Exercise
Word for word, return the entries listed below.

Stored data
————————

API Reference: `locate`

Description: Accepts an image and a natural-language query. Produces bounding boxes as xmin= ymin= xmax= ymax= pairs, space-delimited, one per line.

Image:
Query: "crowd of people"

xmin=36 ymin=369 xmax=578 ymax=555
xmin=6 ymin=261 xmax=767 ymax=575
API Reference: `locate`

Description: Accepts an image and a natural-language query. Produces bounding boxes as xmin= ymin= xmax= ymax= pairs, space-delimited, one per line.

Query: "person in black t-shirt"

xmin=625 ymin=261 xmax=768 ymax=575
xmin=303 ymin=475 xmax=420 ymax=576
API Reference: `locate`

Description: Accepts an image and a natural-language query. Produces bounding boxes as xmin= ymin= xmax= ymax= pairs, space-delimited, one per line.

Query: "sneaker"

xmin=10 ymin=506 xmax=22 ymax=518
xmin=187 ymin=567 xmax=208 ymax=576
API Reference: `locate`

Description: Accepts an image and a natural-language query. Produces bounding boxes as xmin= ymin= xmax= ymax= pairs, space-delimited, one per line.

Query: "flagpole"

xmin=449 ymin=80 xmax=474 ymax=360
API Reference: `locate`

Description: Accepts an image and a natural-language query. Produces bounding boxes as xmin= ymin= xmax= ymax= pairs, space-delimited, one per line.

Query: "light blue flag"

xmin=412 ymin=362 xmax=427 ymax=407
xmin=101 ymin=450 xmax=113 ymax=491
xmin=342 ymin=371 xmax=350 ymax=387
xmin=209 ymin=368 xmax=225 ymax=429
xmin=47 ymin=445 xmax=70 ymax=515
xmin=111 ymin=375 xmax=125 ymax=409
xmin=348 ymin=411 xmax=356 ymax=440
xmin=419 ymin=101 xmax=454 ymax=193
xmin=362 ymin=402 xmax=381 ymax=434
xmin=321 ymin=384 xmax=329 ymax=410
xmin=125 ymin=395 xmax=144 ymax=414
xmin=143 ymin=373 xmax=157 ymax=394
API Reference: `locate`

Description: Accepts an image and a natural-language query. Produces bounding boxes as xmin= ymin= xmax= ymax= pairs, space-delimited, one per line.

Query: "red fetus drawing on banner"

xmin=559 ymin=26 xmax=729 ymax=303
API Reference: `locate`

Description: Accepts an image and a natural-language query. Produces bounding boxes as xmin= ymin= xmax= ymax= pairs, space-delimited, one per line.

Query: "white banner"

————————

Answer box
API Reference: `locate`

Description: Accepts an image and a natural-language query. Produces bounding boxes as xmin= ymin= xmax= ymax= pairs, space-delimited, one per line.

Image:
Query: "crowd of people"

xmin=36 ymin=369 xmax=578 ymax=555
xmin=6 ymin=261 xmax=767 ymax=575
API Reference: `locate`

Description: Accepts an image and a natural-language query. Produces bounding boxes as xmin= ymin= xmax= ymax= pairs, space-delimited, one per line.

Query: "person in black t-shirt"

xmin=625 ymin=261 xmax=768 ymax=575
xmin=303 ymin=475 xmax=420 ymax=576
API Reference: `locate`

Description: Accepts an image and a natural-language query. Produces bounding boxes as xmin= ymin= xmax= ymax= pairs, space-delimited, one per line.

Query: "sneaker"

xmin=10 ymin=506 xmax=22 ymax=518
xmin=187 ymin=567 xmax=208 ymax=576
API Reference: `locate`

Description: Accepts an image and a natural-language query. Produces bounding boxes as xmin= ymin= xmax= ymax= pairs, space-delimited, one per line.

Query: "flagpole"

xmin=449 ymin=80 xmax=474 ymax=360
API Reference: `locate`

Description: Accepts an image and a natural-language query. Produces bounding boxes as xmin= ymin= xmax= ymax= pairs, space-delimited, one per line.

Query: "light blue flag"

xmin=412 ymin=362 xmax=427 ymax=407
xmin=101 ymin=450 xmax=113 ymax=491
xmin=342 ymin=371 xmax=350 ymax=387
xmin=209 ymin=368 xmax=225 ymax=429
xmin=47 ymin=445 xmax=70 ymax=515
xmin=111 ymin=375 xmax=125 ymax=409
xmin=348 ymin=411 xmax=356 ymax=440
xmin=419 ymin=101 xmax=454 ymax=193
xmin=362 ymin=402 xmax=381 ymax=434
xmin=321 ymin=384 xmax=329 ymax=410
xmin=125 ymin=395 xmax=144 ymax=414
xmin=143 ymin=373 xmax=157 ymax=394
API Reference: `locate`

Description: Accepts an image and a natural-language query. Produces bounding boxes as xmin= ymin= xmax= ymax= pairs, space-delimited, one per line.

Query: "red fetus drawing on banner"

xmin=559 ymin=26 xmax=729 ymax=303
API Reference: `locate`

Description: Accepts an image and a natural-language query. Produces bounding boxes as xmin= ymin= xmax= ymax= pairs, space-delimited, one per line.

Query: "white banner"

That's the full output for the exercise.